Given passage =
● ● ● ●

Sermon: Sunday, August 28, 2011: Time After Pentecost–Lectionary 22

Texts:   Jeremiah 15:15-21 and Psalm 26:1-8  •    Romans 12:9-21  •   Matthew 16:21-28

Please pray with me.

God of life, we look at the cruelty of this world and we are filled with indignation. Yet we know that too often it is our own mouths that curse instead of bless. Fill us with your word, that we might utter what is precious and not what is worthless. In the name of your Beloved, Jesus, who did not stand by while others suffered, but took the side of the poor, the sick and the despised. Amen.

It’s been two weeks since I’ve been with you all in worship. As you gathered here this time last week, I was boarding a plane from Orlando to Chicago, having spent the previous week at the ELCA’s biennial Churchwide Assembly along with Bill and Judi, a delegation of about twenty from Chicago and over a thousand from around the United States.

I had one day of down time between the Churchwide Assembly and my flight home and, as any of you who have friended me on Facebook know, I spent it at the Harry Potter theme park at Universal Studios. I’m not ashamed to say how much I loved that experience. Whoever planned out this attraction capitalized perfectly on Harry Potter fans’ love of that imaginary world. I was immediately drawn back to a place where the battle between good and evil was always determined by courage, friendship and love.

But, with all seven books and eight films now behind us, I’ve been searching for new young adult fiction in the tradition of the Narnia Chronicles, the Lord of the Rings trilogy, or Philip Pullman’s His Dark Materials series. I think I found it in Suzanne Collins’ Hunger Games series, a trilogy I’ve managed to devour in the last week. These books follow a young woman, Katniss Everdeen, as she navigates a world ruled through violence in which the suffering of the poor is nothing more than entertainment for the rich, where power and control are maintained through the cruel and conscious use of violence. In other words, they are a parable for the world in which we all live.

Early in the first book, as Katniss prepares to be thrown into a televised death match in a futuristic coliseum her friend and ally, Peeta Mellark, shares his hope for this hopeless situation. He says, “My best hope is not to disgrace myself and… I don’t know how to say it exactly. Only… I want to die as myself. Does that make any sense? I don’t want them to change me there. Turn me into some kind of monster that I’m not.”

● ● ● ●

Given request 1 = Set down, word for word, the part of the sermon starting at "I had one day" and ending at "friendship and love.".

● ● ● ●

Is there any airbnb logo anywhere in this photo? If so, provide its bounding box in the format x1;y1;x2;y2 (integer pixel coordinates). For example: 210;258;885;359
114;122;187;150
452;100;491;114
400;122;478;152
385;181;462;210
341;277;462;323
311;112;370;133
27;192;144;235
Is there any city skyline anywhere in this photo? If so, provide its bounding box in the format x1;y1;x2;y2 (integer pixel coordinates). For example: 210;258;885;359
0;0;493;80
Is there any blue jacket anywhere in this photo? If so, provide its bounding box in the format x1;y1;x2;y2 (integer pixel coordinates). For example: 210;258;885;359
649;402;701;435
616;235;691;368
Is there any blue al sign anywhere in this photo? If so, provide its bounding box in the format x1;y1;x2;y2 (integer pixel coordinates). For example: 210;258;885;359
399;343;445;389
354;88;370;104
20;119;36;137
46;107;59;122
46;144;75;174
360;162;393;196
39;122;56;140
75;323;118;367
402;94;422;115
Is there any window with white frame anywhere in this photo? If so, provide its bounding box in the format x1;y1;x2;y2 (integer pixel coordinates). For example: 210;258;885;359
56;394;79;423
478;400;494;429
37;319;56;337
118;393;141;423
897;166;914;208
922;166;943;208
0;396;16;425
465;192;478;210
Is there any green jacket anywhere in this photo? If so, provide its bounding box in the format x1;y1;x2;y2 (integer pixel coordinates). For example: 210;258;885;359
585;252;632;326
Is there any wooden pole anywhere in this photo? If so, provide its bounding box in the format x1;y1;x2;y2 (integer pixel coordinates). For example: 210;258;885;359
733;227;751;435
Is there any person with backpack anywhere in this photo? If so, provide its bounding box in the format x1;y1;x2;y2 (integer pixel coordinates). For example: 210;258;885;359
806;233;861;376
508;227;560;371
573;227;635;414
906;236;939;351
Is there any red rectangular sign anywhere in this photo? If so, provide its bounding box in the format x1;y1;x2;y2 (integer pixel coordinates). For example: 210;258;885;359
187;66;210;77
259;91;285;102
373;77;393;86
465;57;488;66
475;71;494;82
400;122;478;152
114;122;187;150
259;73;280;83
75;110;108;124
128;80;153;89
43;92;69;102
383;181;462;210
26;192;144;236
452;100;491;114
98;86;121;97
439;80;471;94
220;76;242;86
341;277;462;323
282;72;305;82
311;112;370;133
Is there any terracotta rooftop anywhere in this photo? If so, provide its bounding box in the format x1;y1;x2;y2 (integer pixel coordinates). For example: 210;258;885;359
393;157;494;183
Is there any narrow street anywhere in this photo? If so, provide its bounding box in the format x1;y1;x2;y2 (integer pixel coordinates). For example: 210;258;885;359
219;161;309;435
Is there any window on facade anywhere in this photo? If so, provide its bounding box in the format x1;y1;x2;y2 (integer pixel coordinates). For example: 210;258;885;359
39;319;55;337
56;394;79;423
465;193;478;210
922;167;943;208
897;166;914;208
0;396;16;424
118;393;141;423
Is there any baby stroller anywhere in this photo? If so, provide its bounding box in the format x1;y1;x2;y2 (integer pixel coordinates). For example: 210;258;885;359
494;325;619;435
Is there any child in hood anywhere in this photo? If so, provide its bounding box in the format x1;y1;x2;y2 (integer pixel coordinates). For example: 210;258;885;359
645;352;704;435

● ● ● ●

Given request 2 = Extract the lines of the entries starting at the line that contains "Is there any narrow" and ending with the last line of the entries, reproducing them verbatim.

Complete output 1 =
I had one day of down time between the Churchwide Assembly and my flight home and, as any of you who have friended me on Facebook know, I spent it at the Harry Potter theme park at Universal Studios. I’m not ashamed to say how much I loved that experience. Whoever planned out this attraction capitalized perfectly on Harry Potter fans’ love of that imaginary world. I was immediately drawn back to a place where the battle between good and evil was always determined by courage, friendship and love.

Complete output 2 =
Is there any narrow street anywhere in this photo? If so, provide its bounding box in the format x1;y1;x2;y2 (integer pixel coordinates). For example: 210;258;885;359
219;161;309;435
Is there any window on facade anywhere in this photo? If so, provide its bounding box in the format x1;y1;x2;y2 (integer pixel coordinates). For example: 210;258;885;359
39;319;55;337
56;394;79;423
465;193;478;210
922;167;943;208
897;166;914;208
0;396;16;424
118;393;141;423
Is there any baby stroller anywhere in this photo? If so, provide its bounding box in the format x1;y1;x2;y2 (integer pixel coordinates). For example: 210;258;885;359
494;325;619;435
Is there any child in hood anywhere in this photo? If so, provide its bounding box in the format x1;y1;x2;y2 (integer pixel coordinates). For example: 210;258;885;359
645;352;704;435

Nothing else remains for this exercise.